**Selected extract**
Computers learn chemistry
Chemists who trawl through the thousands of chemistry papers published every month must wish their computers could do the job for them. Well, maybe one day they will: that's the ultimate goal of Project Prospect, an initiative unveiled this month by Royal Society of Chemistry Publishing.
From February 2007, electronic RSC journal papers will be written so their data can be read, indexed, and intelligently searched by machine. The aim of this project - the first of its kind - is to create a chemical version of the 'semantic web': where computers can understand the meaning (semantics) of information, rather than simply display data.
Laptop on a learning curve
In the first phase of Project Prospect, explained Richard Kidd, who leads the RSC editorial production systems department, technical editors, assisted by computer programs, will enrich articles with extra information, known as metadata. Though the metadata is hidden from view, it means readers can click on named compounds, scientific concepts and experimental data in an article to download structures, understand topics, or link through to electronic databases like Iupac's Gold Book.
This isn't just a neat time-saving device for busy chemists. The metadata is written in computer-readable language: including such acronym-heavy standards as InChI (Iupac's International Chemical Identifier for compounds), OBOs (Open Biomedical Ontologies: a hierarchical classification of biomedical terms), and CML (Chemical Markup Language: a chemistry equivalent of the internet's HTML).
The machine-readable metadata allows a program to search the RSC literature for similar compounds or subjects and deliver that information back to the chemist, via a convenient news feed. Eventually, a machine will be able to search intelligently: understanding, for instance, that a chemist interested in acetone would also want to read articles mentioning dimethylketone, nail-varnish remover, or organic solvents. This technology, Kidd says, will instantly help chemists to find, understand and share chemical knowledge with each other, while computers take on all the hard work of searching and delivering information.
'Project Prospect demonstrates our commitment to invest in innovative technologies to provide our authors and readers with the best publishing service available', said the RSC's editorial director, Robert Parker. The initiative was developed together with UK academics based at the Unilever centre of molecular informatics and the Computing laboratory, Cambridge University.
Other chemical publishers look sure to follow the RSC's lead: Bob Bovenschulte, head of publishing at the American Chemical Society, told Chemistry World that the ACS publications division was actively developing its own plans along these lines, though wasn't yet at the point of making final decisions about specific initiatives.

**Tasks to complete**
(1) In the Project Prospect article, from what month and year will electronic RSC journal papers be written so that machines can read their data?
(2) Write the next part of the Project Prospect article, starting after its final paragraph.

**Given records**
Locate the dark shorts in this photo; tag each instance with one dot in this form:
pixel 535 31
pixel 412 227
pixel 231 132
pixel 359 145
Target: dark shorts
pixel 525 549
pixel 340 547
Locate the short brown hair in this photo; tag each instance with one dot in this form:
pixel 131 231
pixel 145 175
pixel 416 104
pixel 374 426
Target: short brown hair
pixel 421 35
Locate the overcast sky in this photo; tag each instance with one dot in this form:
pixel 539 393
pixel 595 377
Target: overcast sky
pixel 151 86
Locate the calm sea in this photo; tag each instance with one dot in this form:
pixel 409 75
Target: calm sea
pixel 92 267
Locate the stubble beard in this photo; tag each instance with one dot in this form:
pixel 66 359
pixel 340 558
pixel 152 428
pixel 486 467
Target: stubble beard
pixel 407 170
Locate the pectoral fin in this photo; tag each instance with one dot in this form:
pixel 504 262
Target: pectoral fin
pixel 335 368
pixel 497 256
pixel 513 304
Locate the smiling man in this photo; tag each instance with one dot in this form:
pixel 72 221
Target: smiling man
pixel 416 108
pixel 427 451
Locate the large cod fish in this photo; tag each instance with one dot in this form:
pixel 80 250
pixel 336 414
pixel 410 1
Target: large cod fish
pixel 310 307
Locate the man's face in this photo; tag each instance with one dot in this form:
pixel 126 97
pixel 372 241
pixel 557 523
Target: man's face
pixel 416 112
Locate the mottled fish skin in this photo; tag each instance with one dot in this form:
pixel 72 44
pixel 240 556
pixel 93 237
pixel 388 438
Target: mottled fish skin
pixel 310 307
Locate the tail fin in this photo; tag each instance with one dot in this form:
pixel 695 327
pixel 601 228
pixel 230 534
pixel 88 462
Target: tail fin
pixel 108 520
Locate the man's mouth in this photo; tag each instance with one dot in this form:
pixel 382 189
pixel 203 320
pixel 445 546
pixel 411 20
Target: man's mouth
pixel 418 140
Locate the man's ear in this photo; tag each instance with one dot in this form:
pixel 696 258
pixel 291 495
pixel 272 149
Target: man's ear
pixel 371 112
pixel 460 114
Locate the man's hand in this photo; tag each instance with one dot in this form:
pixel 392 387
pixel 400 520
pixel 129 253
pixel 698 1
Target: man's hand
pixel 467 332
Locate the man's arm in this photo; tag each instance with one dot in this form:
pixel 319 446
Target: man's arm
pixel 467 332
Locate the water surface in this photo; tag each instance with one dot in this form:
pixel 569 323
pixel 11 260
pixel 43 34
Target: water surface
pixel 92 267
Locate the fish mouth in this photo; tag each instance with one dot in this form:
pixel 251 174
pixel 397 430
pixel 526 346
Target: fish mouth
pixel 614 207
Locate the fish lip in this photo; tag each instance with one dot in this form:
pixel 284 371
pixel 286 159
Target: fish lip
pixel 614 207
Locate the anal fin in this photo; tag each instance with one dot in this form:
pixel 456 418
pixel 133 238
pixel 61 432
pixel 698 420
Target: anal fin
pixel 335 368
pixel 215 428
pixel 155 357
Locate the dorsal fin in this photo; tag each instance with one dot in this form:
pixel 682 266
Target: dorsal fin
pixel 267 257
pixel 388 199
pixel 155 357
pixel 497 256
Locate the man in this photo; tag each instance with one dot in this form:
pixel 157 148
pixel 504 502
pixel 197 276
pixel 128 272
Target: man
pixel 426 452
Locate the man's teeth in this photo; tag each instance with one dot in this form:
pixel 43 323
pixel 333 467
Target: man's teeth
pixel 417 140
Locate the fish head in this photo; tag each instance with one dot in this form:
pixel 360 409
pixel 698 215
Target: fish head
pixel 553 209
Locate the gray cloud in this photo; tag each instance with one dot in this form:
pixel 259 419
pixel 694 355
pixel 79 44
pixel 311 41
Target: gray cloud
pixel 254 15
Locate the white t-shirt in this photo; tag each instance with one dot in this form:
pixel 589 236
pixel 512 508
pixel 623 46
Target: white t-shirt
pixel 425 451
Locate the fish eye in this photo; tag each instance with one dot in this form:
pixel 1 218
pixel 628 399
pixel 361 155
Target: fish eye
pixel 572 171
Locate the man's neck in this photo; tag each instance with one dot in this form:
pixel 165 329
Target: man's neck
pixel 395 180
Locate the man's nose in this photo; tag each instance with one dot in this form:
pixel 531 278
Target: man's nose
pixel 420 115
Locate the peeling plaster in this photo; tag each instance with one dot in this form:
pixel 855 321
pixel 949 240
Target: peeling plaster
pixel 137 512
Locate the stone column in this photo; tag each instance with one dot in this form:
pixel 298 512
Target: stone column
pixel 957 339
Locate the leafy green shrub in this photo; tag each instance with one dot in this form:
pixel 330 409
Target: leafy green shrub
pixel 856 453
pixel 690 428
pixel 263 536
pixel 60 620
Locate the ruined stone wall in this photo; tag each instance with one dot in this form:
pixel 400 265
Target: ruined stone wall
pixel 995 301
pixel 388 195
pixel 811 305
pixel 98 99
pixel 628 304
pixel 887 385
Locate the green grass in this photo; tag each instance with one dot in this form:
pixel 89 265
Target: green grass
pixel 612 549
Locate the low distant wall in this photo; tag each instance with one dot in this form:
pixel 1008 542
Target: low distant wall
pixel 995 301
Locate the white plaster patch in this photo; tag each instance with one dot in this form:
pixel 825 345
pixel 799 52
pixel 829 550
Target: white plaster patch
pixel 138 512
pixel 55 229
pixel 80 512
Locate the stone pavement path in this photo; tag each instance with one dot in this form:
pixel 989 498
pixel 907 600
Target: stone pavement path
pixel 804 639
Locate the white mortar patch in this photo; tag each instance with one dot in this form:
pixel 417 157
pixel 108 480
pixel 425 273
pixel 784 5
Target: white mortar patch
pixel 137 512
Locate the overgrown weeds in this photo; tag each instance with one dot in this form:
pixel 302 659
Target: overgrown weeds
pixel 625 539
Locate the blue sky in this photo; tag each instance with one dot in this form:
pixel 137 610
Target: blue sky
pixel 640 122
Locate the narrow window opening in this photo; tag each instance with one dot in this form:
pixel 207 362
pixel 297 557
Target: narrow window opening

**Answers by task**
(1) February 2007.

(2)
As Peter Murray-Rust of Cambridge's Unilever centre explained, scientists have already gone beyond the technology about to be used in commercial publishing. They have developed programs which don't just search and collate information from an article, but also analyse it; checking whether an article's data is self-consistent, for example.
In the future, 'your machine will be able to answer all your questions about a chemistry article - what are the molecules in this article, what are their properties, how will they react - then present this information to you,' predicts Murray-Rust.
Scientific publishers will have to adapt to a world where journal articles can be analysed and indexed as soon as they are published, he adds. Secondary publishers, for example - who provide abstracting and database services - may find their current roles defunct. But Bovenschulte warns that any predictions about the future impacts of technology are likely to be premature: 'I am optimistic that secondary publishers will continue to find innovative and creative ways to meet the changing needs of their customers,' he said.
Where chemistry publishers are leading the way, however, other sciences may find it harder to follow. Biologists are already well advanced in classifying their data for machine comprehension, but a common publishing standard will be hard to reach, as new terms are coined and frameworks of reference change so rapidly. And research physicists and mathematicians invent enough original notation to confuse the most sophisticated of search programs. The maturity of chemistry - with its precisely defined compounds and data presentation conventions - makes it the science most suited to this revolution in electronic publishing.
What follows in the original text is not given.